In 36 years Alea made only 11 features, and the best of them is the fifth, Memories of Underdevelopment (Memorias del subdesarrollo, 1968). It is not only the finest, but the largest in theme when he wasn't paying homage to his predecessors - chiefly Bunuel, whose work (in common with most Latin-American film-makers) he idolised. It is by far the most successful of his films, which makes him something of an enigma. The revolution both stimulated him and restricted him.

Alea read Law at Havana University and then went to study at the Centro Sperimentale di Cinematografica in Rome, founded by Mussolini. He began making shorts in Cuba in 1955, one of which was seized by the Batista government for subversion. After Castro deposed Batista, Alea was the leading force behind the creation of the Cuban Film Institute, the ICAIC, with whom he made his first feature in 1960, Stories of the Revolution (Historias de la Revolucin), three linked stories of the insurrection against Batista: it was filmed on location, acknowledging Rossellini's Paisa as its model - but unlike that, and his own subsequent films, it clearly cost a lot of money.

**To be done**
**A.** Name every person, other than Alea himself, who is mentioned in the passage on Alea's filmmaking career.
**B.** Write the next part of the passage on Alea's filmmaking career, starting after its final sentence.

**Collected data**
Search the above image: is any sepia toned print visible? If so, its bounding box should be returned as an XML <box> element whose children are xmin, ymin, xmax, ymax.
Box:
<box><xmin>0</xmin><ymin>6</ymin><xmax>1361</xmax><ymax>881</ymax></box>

**Exercise answers**
**A.** Bunuel, Mussolini, Batista, Castro, Rossellini

**B.**
The Twelve Chairs (Las Doce Sillas, 1962) is based on the comic Russian novel by Ilya Ilf and Yevgeny Petrov which at other times has provided vehicles for Fred Allen, George Formby, Mel Brooks and others. It was basically a scattershot satire on the bureaucracy created by the revolution, a constant theme in Alea's work. Gumbite (1964), showed him in a more humanist mood, as a young Haitian returns from Cuba to his native village, with echoes of both Shakespeare (Romeo and Juliet) and Pagnol/ Giono (Manon des Sources).

Death of a Bureaucrat (La muerte de un burocrata, 1966) concerns a widow who needs to produce a body before she can collect a pension. She asks her hapless nephew to help her and his response is to steal a cadaver. He manages to be more resourceful than we are led to expect, but he ends up as Harold Lloyd cast in the role of Josef K; unlike Lloyd, however, the slapstick is very much hit-and-run. The film is dedicated to many people in the movies' past, from Eisenstein to Laurel and Hardy, but this only exposes Alea's chief weakness - his dependence on past masters.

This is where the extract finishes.